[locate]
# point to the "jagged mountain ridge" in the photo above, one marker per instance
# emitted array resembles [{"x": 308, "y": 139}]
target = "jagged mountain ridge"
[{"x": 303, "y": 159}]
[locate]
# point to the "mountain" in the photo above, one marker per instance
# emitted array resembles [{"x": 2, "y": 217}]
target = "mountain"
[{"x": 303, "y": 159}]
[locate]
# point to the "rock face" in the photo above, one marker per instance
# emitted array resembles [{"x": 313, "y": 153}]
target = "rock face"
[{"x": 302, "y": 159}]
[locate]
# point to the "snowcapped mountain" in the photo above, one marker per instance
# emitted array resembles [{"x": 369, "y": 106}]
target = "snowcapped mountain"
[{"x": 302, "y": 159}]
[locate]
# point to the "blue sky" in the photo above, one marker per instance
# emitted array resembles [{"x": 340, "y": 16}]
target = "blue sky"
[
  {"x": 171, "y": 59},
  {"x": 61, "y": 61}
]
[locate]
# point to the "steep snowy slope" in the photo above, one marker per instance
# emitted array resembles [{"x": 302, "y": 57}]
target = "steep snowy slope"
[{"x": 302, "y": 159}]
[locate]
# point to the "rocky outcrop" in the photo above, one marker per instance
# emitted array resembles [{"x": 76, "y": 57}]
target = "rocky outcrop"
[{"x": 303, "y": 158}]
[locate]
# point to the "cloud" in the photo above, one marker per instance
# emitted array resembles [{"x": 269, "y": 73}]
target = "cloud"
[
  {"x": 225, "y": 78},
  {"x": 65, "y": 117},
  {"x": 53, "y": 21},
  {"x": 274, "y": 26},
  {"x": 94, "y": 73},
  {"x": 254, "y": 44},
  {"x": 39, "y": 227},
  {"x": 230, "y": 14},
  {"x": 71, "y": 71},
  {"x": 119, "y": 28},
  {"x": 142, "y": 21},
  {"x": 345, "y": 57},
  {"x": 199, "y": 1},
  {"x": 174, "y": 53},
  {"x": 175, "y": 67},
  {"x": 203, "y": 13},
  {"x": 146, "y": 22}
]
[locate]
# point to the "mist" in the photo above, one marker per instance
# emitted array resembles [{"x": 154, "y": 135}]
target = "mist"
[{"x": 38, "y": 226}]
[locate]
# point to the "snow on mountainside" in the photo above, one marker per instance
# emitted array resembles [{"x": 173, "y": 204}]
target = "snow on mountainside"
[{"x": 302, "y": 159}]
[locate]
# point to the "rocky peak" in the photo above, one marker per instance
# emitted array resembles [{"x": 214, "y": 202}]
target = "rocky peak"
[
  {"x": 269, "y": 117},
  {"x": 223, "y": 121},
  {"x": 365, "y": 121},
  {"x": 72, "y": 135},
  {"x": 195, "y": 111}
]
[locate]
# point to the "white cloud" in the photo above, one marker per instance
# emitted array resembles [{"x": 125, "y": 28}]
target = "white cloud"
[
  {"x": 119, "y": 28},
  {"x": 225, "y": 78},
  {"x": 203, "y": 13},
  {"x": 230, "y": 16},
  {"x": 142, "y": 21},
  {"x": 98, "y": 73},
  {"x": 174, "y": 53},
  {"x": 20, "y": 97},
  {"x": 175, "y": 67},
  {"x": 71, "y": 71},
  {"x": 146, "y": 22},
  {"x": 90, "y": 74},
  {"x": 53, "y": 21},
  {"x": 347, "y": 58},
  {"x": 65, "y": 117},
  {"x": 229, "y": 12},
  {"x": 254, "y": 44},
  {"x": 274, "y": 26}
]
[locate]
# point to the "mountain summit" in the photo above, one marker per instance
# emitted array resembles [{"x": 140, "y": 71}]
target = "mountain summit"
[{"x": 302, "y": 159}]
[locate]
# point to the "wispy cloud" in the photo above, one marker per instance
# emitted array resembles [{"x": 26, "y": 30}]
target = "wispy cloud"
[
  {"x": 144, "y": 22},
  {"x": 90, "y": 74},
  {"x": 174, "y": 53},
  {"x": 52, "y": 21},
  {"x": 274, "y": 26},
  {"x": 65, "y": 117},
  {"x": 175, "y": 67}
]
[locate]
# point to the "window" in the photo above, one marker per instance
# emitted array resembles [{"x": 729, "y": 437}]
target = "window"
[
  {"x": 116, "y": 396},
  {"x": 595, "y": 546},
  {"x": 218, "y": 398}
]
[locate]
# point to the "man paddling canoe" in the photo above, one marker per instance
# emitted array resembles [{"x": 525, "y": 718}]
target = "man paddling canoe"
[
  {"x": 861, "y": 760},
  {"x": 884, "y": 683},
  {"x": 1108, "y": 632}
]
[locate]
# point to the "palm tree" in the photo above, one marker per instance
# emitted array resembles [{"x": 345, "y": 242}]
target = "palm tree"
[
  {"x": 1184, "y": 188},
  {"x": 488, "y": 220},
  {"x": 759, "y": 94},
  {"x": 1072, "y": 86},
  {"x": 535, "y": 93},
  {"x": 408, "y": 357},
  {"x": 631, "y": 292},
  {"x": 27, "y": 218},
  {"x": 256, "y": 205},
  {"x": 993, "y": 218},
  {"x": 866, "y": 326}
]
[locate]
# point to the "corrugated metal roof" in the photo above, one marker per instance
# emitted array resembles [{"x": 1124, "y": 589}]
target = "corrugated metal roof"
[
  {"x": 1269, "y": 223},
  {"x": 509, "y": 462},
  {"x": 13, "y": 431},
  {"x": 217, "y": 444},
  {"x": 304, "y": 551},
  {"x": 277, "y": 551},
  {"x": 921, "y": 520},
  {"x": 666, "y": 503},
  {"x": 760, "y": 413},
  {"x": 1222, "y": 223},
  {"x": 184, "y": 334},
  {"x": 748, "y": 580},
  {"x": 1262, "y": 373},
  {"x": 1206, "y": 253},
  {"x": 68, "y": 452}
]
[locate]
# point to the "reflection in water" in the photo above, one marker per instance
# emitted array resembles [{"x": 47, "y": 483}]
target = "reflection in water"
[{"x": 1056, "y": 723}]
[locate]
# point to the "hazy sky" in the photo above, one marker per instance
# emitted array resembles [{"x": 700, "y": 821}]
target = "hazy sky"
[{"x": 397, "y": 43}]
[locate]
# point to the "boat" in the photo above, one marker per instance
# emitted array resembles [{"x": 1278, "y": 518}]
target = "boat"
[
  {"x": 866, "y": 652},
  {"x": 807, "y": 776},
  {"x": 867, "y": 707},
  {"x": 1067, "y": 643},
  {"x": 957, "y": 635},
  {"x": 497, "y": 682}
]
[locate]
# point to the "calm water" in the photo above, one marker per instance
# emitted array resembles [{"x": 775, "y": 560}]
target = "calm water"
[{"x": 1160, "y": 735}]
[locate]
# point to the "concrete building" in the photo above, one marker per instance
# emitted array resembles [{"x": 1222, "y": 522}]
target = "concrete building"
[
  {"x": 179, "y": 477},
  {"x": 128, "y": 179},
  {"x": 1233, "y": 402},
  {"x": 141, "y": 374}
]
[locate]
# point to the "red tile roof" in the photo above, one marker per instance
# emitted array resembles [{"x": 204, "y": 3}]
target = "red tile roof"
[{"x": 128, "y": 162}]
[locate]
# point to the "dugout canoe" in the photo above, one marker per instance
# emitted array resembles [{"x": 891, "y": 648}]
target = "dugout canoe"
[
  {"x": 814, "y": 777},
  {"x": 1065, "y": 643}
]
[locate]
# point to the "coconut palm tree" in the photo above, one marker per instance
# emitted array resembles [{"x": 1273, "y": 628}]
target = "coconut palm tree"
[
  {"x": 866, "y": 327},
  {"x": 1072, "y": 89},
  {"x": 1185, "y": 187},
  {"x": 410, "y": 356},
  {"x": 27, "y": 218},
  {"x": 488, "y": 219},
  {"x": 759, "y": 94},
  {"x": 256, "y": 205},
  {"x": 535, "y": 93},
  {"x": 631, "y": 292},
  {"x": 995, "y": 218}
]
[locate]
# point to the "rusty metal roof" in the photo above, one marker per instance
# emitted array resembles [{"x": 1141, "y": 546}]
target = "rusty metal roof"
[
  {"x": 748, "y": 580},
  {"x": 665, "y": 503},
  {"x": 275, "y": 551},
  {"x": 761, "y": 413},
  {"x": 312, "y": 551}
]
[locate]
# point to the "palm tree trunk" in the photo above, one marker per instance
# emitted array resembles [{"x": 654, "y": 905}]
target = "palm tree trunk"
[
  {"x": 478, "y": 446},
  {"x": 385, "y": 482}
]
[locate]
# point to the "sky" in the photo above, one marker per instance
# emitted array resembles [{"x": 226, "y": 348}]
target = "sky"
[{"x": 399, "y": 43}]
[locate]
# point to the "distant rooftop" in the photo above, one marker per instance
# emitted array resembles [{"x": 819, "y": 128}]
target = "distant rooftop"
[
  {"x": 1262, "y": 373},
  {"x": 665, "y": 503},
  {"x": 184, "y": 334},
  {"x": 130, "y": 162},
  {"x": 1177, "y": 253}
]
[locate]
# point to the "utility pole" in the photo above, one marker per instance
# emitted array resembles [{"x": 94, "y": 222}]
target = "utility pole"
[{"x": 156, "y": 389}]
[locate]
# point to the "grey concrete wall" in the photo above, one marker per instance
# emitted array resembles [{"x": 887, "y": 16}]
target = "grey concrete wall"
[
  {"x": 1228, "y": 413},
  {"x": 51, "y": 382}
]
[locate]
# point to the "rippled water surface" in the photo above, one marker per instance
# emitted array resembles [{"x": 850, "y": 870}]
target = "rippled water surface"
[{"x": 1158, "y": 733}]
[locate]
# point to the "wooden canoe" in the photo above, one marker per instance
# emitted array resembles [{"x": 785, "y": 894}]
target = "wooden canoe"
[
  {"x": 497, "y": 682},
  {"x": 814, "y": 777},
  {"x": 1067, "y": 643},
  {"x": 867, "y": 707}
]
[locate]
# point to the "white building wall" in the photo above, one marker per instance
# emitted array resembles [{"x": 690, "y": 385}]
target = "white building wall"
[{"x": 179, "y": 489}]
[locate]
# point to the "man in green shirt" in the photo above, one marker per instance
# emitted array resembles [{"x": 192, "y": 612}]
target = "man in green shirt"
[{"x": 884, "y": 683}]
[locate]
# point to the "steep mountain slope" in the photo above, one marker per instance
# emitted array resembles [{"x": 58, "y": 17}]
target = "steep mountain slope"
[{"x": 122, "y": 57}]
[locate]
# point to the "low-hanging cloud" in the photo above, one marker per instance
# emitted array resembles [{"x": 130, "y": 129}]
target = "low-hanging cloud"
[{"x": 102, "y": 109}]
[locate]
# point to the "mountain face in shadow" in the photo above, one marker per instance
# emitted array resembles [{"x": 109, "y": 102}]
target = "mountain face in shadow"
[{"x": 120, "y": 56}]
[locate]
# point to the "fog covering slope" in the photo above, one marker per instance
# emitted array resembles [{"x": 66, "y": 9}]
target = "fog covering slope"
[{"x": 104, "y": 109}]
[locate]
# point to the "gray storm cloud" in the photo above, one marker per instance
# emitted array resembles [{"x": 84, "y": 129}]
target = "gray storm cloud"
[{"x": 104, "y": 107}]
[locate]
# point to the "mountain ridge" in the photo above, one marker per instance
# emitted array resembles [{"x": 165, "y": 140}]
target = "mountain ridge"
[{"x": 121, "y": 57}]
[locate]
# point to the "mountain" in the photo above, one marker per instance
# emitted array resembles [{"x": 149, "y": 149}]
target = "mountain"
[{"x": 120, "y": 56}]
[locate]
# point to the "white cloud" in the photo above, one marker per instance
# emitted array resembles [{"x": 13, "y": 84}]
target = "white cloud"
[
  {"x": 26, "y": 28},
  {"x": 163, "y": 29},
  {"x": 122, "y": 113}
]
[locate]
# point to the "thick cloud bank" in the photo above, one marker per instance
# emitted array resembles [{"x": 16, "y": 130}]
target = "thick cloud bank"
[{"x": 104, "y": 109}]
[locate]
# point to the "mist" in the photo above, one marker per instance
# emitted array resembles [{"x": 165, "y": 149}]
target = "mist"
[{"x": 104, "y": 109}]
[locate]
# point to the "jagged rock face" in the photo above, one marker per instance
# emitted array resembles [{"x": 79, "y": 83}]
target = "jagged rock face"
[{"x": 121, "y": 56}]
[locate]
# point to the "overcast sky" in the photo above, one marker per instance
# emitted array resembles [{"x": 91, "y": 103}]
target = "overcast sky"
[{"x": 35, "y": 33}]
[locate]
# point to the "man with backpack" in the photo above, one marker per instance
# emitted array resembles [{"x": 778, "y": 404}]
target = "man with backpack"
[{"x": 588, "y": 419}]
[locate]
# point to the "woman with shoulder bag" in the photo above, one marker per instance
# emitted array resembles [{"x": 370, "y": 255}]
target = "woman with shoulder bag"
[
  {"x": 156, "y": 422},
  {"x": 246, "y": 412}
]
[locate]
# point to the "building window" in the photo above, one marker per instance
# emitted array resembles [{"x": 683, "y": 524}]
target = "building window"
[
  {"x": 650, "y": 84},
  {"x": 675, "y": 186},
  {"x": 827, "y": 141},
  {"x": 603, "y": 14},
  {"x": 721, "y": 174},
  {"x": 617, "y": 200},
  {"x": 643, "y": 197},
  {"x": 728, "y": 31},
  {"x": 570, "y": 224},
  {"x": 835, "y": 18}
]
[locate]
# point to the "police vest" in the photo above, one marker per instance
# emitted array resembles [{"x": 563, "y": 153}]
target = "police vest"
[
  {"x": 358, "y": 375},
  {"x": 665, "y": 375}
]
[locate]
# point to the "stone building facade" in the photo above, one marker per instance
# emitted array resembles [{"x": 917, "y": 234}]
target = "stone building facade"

■ Exercise
Locate each line in the items above that contains the word "snowy" and copy all of those lines.

■ Task solution
# point to the "steep snowy slope" in the photo above, one marker per instance
target = "steep snowy slope"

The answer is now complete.